**BRIEF:**
Write the line that includes "Locate every instance of the turned" and all subsequent lines, exactly as written, and nothing more.

Excerpt from a dataset
┄┄┄┄┄┄┄┄┄┄

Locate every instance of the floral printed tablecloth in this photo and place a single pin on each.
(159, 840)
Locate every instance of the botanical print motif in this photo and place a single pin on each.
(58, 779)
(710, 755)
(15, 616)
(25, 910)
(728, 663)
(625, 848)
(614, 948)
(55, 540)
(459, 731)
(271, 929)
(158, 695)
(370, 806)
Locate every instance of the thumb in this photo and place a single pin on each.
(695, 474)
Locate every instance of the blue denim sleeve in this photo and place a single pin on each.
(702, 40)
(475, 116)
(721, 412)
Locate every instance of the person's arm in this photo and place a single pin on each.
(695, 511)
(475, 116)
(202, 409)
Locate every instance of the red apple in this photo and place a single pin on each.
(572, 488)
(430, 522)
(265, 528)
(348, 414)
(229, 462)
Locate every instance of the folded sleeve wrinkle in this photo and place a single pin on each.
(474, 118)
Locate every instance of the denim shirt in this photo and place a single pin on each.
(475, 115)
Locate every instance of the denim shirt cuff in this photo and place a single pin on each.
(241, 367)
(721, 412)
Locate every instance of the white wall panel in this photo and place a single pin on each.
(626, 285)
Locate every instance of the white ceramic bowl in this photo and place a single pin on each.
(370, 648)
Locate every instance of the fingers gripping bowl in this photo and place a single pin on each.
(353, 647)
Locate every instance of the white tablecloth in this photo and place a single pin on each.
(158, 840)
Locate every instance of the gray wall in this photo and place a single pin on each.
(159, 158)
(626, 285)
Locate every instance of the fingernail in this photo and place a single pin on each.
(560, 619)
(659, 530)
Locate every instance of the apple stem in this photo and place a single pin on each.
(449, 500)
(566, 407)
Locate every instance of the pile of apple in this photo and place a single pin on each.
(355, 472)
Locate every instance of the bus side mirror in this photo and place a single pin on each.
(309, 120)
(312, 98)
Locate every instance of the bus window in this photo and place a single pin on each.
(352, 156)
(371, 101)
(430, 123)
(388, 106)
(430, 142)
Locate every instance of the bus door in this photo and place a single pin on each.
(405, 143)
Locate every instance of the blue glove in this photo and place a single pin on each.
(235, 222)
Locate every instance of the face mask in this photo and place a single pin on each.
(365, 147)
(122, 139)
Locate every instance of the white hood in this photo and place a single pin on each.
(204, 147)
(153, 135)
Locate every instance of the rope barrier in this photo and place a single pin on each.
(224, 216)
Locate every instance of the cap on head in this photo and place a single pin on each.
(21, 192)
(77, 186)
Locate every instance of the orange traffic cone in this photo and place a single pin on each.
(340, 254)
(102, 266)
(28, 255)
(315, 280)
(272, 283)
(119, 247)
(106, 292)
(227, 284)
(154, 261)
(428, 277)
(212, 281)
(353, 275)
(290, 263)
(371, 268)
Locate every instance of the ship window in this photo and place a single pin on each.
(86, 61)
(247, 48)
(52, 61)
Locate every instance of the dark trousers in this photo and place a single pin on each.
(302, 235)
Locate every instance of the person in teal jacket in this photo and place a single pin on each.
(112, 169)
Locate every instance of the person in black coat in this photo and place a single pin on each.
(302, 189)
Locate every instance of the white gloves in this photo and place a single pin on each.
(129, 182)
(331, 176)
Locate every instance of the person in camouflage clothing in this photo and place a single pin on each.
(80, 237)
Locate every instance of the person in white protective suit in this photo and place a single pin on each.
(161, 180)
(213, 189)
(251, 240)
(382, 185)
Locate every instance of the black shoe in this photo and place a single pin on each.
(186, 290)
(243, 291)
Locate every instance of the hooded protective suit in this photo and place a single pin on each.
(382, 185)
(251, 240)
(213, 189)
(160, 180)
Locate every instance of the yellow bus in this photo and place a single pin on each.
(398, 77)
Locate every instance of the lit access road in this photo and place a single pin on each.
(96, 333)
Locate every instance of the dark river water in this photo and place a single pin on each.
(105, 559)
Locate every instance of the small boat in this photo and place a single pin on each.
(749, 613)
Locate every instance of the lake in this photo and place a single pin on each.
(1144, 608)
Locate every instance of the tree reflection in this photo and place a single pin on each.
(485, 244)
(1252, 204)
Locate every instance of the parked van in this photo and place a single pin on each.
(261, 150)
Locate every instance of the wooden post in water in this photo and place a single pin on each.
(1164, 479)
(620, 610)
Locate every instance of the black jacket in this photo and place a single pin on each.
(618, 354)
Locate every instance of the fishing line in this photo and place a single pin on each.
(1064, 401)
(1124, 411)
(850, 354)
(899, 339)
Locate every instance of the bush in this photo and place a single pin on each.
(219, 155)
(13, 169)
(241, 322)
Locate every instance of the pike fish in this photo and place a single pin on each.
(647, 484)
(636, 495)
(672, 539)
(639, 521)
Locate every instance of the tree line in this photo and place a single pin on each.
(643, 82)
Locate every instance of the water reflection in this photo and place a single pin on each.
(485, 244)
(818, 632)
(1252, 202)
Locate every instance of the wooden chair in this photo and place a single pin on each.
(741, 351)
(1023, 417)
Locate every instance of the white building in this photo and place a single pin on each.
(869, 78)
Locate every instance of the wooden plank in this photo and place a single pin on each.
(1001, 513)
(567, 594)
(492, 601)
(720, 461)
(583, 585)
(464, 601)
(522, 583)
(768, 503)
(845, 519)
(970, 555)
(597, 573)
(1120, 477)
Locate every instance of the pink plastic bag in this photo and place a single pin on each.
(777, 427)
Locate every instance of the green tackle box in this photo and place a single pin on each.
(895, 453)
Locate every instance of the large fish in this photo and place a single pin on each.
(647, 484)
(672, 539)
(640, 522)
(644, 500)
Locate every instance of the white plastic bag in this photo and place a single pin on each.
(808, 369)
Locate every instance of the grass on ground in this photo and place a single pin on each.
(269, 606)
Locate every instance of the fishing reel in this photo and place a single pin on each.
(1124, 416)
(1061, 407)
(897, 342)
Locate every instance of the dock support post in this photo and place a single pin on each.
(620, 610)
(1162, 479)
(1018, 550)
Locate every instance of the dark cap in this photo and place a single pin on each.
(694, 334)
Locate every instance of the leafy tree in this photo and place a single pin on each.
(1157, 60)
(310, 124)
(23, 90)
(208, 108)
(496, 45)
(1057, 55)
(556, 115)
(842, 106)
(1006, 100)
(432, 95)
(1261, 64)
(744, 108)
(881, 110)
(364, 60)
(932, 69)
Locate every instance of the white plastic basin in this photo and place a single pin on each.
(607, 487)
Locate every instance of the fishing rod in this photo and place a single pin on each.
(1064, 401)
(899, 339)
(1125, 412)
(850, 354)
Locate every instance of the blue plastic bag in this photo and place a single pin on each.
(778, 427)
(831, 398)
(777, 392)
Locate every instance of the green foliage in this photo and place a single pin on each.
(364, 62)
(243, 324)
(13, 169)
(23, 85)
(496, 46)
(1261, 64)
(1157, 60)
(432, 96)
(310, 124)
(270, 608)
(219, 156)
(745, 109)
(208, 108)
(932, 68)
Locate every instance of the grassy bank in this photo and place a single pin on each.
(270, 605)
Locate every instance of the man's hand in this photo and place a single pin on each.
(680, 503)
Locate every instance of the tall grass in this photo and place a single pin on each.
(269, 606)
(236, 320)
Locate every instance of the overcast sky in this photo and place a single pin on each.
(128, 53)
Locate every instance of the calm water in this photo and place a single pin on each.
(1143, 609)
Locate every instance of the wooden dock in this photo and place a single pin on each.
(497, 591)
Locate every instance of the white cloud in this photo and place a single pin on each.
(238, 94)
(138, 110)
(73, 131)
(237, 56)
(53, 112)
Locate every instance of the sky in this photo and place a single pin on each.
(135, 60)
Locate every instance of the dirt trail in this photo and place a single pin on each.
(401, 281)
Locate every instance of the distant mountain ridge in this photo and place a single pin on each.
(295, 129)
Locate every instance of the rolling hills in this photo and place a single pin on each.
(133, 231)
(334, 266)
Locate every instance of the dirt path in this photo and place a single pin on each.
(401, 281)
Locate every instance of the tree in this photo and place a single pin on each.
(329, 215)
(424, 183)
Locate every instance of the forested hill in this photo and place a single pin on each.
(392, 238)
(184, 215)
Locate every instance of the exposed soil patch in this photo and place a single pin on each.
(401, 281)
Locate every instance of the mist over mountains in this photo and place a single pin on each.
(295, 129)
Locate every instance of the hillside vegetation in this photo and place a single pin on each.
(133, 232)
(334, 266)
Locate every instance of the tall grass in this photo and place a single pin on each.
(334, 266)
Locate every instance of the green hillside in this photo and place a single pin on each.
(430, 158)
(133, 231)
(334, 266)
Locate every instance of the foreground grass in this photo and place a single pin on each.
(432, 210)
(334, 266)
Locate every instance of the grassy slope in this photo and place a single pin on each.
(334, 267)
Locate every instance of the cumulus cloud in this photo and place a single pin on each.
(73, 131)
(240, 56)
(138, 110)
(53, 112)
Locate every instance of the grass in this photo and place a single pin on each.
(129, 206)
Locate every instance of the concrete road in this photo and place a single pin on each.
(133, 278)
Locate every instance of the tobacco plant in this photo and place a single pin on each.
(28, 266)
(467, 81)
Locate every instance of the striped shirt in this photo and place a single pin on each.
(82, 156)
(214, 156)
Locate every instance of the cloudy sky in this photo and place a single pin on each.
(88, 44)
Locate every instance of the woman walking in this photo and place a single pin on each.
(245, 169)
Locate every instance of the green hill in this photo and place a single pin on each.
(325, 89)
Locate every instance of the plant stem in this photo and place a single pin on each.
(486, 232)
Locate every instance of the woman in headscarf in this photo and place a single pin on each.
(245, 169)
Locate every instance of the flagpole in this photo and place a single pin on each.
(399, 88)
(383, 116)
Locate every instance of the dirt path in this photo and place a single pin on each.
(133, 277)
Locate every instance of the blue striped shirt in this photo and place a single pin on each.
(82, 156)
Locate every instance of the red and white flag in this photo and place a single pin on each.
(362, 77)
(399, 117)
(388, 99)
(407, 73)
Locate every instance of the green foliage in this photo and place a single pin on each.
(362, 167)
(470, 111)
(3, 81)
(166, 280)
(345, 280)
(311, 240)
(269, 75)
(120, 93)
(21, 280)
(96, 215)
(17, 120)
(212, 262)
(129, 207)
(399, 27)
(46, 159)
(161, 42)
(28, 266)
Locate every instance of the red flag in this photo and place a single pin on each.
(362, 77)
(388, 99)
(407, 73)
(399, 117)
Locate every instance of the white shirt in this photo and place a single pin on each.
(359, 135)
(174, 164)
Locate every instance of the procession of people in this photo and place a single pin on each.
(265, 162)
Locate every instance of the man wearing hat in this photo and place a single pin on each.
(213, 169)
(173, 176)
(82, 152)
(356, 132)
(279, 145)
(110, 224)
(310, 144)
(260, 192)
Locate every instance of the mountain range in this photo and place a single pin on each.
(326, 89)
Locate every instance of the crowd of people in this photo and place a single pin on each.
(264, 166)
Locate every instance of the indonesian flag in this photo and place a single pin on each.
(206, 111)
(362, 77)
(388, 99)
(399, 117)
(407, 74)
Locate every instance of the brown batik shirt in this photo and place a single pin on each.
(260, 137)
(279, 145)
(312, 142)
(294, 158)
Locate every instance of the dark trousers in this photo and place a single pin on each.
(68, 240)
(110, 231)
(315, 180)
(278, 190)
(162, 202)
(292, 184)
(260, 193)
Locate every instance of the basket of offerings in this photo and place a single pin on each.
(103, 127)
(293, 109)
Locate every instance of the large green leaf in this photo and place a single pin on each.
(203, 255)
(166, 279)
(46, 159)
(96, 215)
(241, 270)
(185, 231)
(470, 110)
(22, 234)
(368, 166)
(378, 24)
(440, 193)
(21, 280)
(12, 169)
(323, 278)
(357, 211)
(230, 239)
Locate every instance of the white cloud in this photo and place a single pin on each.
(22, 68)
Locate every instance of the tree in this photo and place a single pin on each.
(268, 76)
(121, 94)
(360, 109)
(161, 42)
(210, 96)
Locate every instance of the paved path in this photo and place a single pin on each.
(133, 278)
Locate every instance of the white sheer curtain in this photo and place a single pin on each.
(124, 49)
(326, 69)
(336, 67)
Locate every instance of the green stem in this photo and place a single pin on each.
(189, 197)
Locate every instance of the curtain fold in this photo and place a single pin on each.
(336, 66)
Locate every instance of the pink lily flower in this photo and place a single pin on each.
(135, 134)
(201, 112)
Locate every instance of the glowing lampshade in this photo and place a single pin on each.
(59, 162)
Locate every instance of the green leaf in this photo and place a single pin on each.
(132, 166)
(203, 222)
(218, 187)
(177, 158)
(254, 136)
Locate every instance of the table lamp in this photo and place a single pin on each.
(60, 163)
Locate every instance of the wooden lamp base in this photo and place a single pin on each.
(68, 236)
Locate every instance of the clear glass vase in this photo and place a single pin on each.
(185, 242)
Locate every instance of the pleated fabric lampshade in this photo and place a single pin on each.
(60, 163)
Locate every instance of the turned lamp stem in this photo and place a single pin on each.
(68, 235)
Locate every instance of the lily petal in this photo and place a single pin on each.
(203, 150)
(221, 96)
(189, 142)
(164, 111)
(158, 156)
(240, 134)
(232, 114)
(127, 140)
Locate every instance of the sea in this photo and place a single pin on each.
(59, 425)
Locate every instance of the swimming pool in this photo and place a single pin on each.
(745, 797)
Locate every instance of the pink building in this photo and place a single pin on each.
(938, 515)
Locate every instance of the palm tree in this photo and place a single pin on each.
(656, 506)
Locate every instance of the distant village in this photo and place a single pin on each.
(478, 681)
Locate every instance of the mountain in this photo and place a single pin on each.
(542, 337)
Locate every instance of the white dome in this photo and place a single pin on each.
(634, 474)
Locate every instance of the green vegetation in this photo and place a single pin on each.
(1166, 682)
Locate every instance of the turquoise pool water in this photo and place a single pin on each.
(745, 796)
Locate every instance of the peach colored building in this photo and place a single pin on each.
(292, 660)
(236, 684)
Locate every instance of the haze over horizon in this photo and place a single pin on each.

┄┄┄┄┄┄┄┄┄┄

**WRITTEN ANSWER:**
Locate every instance of the turned lamp stem in this photo and place a single pin on each.
(68, 235)
Locate every instance of the lily petal in this photo and place a single pin on each.
(203, 150)
(221, 96)
(189, 142)
(164, 111)
(158, 156)
(240, 134)
(232, 114)
(127, 140)
Locate every instance of the sea in this photo and place a single pin on each.
(59, 425)
Locate every instance of the swimming pool in this photo and place a single pin on each.
(745, 797)
Locate every instance of the pink building in this photo and place a single pin on each.
(938, 515)
Locate every instance of the palm tree in this photo and place a single pin on each.
(656, 506)
Locate every instance of the distant village in this photo and place a single pin on each.
(478, 681)
Locate every instance of the mountain in this photo and place a single pin on each.
(542, 337)
Locate every instance of the white dome in this photo and place a single pin on each.
(634, 474)
Locate every instance of the green vegetation in this photo and place a single pin on each.
(1166, 682)
Locate every instance of the turquoise pool water in this photo and place a single pin on each.
(745, 796)
Locate every instance of the peach colored building in this photo and place a single pin on each.
(292, 660)
(236, 684)
Locate every instance of the haze over horizon in this photo and place a single pin on each.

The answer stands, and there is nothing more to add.